===== Records for this exercise =====
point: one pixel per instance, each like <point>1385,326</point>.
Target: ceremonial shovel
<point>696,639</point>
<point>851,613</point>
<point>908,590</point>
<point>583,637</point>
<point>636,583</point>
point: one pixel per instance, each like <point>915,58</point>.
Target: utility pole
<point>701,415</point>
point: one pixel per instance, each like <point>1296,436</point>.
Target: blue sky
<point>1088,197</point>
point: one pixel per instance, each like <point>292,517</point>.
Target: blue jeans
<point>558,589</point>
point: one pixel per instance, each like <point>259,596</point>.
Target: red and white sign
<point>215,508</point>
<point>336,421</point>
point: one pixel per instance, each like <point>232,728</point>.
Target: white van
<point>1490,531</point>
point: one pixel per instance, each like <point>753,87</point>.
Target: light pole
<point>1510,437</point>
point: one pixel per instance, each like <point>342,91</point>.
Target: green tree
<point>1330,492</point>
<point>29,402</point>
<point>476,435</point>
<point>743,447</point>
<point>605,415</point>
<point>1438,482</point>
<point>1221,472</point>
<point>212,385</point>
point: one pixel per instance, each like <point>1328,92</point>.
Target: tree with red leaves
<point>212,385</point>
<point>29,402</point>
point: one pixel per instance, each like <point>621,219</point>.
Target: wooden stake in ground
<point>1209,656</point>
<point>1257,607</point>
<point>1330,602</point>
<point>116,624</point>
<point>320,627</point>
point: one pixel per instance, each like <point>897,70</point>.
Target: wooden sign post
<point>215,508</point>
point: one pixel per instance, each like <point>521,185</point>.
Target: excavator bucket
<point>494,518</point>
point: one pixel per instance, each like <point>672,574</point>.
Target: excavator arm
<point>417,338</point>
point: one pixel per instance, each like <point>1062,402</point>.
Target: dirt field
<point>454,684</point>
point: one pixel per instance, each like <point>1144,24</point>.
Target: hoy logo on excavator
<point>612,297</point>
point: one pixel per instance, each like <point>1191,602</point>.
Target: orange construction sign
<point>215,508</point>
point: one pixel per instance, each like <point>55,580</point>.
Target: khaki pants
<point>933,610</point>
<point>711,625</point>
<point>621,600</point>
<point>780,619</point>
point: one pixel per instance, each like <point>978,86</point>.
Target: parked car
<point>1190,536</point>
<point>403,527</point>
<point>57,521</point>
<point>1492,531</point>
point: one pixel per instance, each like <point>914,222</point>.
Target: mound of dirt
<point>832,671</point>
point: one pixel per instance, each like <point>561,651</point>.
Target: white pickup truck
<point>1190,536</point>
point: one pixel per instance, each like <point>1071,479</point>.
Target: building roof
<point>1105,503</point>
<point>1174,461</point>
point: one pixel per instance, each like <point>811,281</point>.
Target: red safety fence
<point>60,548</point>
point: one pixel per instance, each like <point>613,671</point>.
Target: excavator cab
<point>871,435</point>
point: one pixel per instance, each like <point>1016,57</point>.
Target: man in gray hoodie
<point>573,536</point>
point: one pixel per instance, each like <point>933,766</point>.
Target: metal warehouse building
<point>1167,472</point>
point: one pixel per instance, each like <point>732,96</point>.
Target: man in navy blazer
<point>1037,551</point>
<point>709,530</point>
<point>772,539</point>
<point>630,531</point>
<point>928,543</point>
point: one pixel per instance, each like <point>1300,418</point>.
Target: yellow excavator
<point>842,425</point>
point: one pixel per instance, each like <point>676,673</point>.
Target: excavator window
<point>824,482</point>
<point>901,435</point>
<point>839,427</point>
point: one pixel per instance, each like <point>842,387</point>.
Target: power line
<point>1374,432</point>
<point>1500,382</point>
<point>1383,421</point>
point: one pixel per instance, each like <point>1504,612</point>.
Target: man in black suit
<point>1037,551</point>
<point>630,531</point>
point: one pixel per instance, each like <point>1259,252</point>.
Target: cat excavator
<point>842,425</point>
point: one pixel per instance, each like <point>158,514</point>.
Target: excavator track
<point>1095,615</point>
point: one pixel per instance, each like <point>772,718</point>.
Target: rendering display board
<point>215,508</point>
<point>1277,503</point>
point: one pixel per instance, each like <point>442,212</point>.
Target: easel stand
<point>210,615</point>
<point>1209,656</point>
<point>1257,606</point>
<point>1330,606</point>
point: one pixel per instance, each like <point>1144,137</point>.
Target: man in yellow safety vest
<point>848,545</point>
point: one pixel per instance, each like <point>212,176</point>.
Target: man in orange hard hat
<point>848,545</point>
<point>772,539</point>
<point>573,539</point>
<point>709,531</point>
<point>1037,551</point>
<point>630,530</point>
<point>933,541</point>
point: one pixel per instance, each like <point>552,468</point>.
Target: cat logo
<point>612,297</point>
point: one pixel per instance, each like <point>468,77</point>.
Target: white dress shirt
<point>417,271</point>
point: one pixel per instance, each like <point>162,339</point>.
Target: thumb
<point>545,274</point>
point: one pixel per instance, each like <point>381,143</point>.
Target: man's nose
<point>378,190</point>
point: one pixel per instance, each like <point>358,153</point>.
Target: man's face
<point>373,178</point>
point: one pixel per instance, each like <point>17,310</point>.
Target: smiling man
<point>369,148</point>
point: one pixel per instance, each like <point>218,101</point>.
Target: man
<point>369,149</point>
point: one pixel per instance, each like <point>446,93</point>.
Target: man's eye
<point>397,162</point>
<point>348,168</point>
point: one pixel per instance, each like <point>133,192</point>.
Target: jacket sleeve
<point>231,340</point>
=====
» **Written request**
Reproduce all of the records above verbatim, line for line, without altering anything.

» **Solution for this problem**
point: one pixel per instance, each like <point>1385,326</point>.
Target: ceremonial shovel
<point>696,639</point>
<point>851,613</point>
<point>908,590</point>
<point>583,637</point>
<point>636,583</point>
point: one pixel per instance, each like <point>915,58</point>.
Target: utility pole
<point>701,415</point>
point: one pixel per instance, each like <point>1296,436</point>.
Target: blue sky
<point>1088,197</point>
point: one pixel per instance, each like <point>292,517</point>.
Target: blue jeans
<point>558,589</point>
point: one pixel per instance, each like <point>259,596</point>.
Target: red and white sign
<point>215,508</point>
<point>336,421</point>
point: one pixel per instance, each like <point>232,728</point>.
Target: white van
<point>1490,531</point>
point: one pixel per instance, each like <point>753,87</point>.
Target: light pole
<point>1510,437</point>
point: one pixel per instance, each like <point>342,91</point>.
Target: green tree
<point>1330,492</point>
<point>29,402</point>
<point>476,435</point>
<point>743,447</point>
<point>605,415</point>
<point>1438,482</point>
<point>1221,472</point>
<point>212,385</point>
point: one pixel per instance, each like <point>1328,92</point>.
Target: tree with red leaves
<point>212,385</point>
<point>29,402</point>
point: one pixel per instance, each like <point>621,219</point>.
Target: wooden stake in ground
<point>1209,656</point>
<point>1257,607</point>
<point>1330,602</point>
<point>116,624</point>
<point>320,627</point>
point: one pixel per instance, each like <point>897,70</point>.
Target: wooden sign post
<point>215,508</point>
point: one pixel per instance, each like <point>521,185</point>.
Target: excavator bucket
<point>494,518</point>
point: one pixel per instance, each like <point>672,574</point>.
Target: excavator arm
<point>417,338</point>
point: one pixel per instance, each like <point>1062,402</point>.
Target: dirt field
<point>454,684</point>
point: one pixel per instance, each like <point>1144,24</point>.
Target: hoy logo on excavator
<point>612,297</point>
point: one pixel per instance, each like <point>1191,602</point>.
Target: orange construction sign
<point>215,508</point>
point: one pixel per instance, each like <point>55,580</point>.
Target: khaki pants
<point>933,610</point>
<point>711,625</point>
<point>621,600</point>
<point>780,619</point>
point: one pixel per instance, each like <point>978,86</point>.
Target: parked car
<point>1190,536</point>
<point>403,527</point>
<point>57,521</point>
<point>1492,531</point>
point: one pixel per instance, each like <point>914,222</point>.
Target: mound of dirt
<point>832,671</point>
point: one pixel per instance, each like <point>561,651</point>.
Target: white pickup truck
<point>1190,536</point>
point: one pixel per instance, each like <point>1071,479</point>.
Target: building roof
<point>1105,503</point>
<point>1174,461</point>
point: one pixel per instance, each like <point>811,281</point>.
Target: red safety fence
<point>60,548</point>
point: one pixel per instance, each like <point>613,671</point>.
Target: excavator cab
<point>871,435</point>
point: one pixel per instance, each like <point>1016,57</point>.
Target: man in gray hoodie
<point>573,536</point>
point: one pixel per instance, each like <point>933,766</point>.
Target: metal warehouse building
<point>1167,472</point>
point: one pixel per instance, each like <point>732,96</point>.
Target: man in navy blazer
<point>1037,551</point>
<point>709,530</point>
<point>772,539</point>
<point>630,531</point>
<point>928,543</point>
point: one pixel per instance, each like <point>1300,418</point>.
Target: yellow excavator
<point>842,425</point>
point: one pixel per instance, each like <point>676,673</point>.
Target: excavator window
<point>824,482</point>
<point>901,435</point>
<point>839,427</point>
point: one pixel per instance, each like <point>842,387</point>.
Target: power line
<point>1374,432</point>
<point>1500,382</point>
<point>1383,421</point>
point: one pixel per instance, each like <point>1504,612</point>.
Target: man in black suit
<point>1037,551</point>
<point>630,531</point>
point: one pixel per instance, each like <point>1259,252</point>.
Target: cat excavator
<point>842,425</point>
point: one pixel per instance, each like <point>158,514</point>.
Target: excavator track
<point>1095,615</point>
point: one pixel per instance, each like <point>772,718</point>.
Target: rendering display board
<point>215,508</point>
<point>1277,503</point>
point: one pixel per instance, each like <point>442,212</point>.
Target: easel stand
<point>210,615</point>
<point>1209,656</point>
<point>1257,606</point>
<point>1330,606</point>
point: one pixel per instance, each like <point>1144,137</point>.
Target: man in yellow safety vest
<point>848,545</point>
point: one pixel per instance, each like <point>212,176</point>.
Target: man in orange hard hat
<point>848,545</point>
<point>772,539</point>
<point>573,539</point>
<point>709,531</point>
<point>1037,551</point>
<point>630,530</point>
<point>933,541</point>
point: one pixel per instance, each like <point>552,468</point>.
Target: cat logo
<point>612,297</point>
point: one pixel per instance, each like <point>468,77</point>.
Target: white dress shirt
<point>417,271</point>
point: one pixel per instance, each like <point>162,339</point>.
Target: thumb
<point>545,274</point>
point: one pixel per instance, each like <point>381,143</point>.
Target: man's nose
<point>378,190</point>
point: one pixel per instance, each like <point>358,153</point>.
Target: man's face
<point>373,178</point>
point: one pixel per instance, each like <point>17,310</point>.
Target: smiling man
<point>369,148</point>
point: one pixel per instance, each like <point>218,101</point>.
Target: man
<point>369,149</point>
point: one pixel per instance, each like <point>446,93</point>.
Target: man's eye
<point>397,162</point>
<point>348,168</point>
point: one pixel per instance, each like <point>133,192</point>.
Target: jacket sleeve
<point>231,340</point>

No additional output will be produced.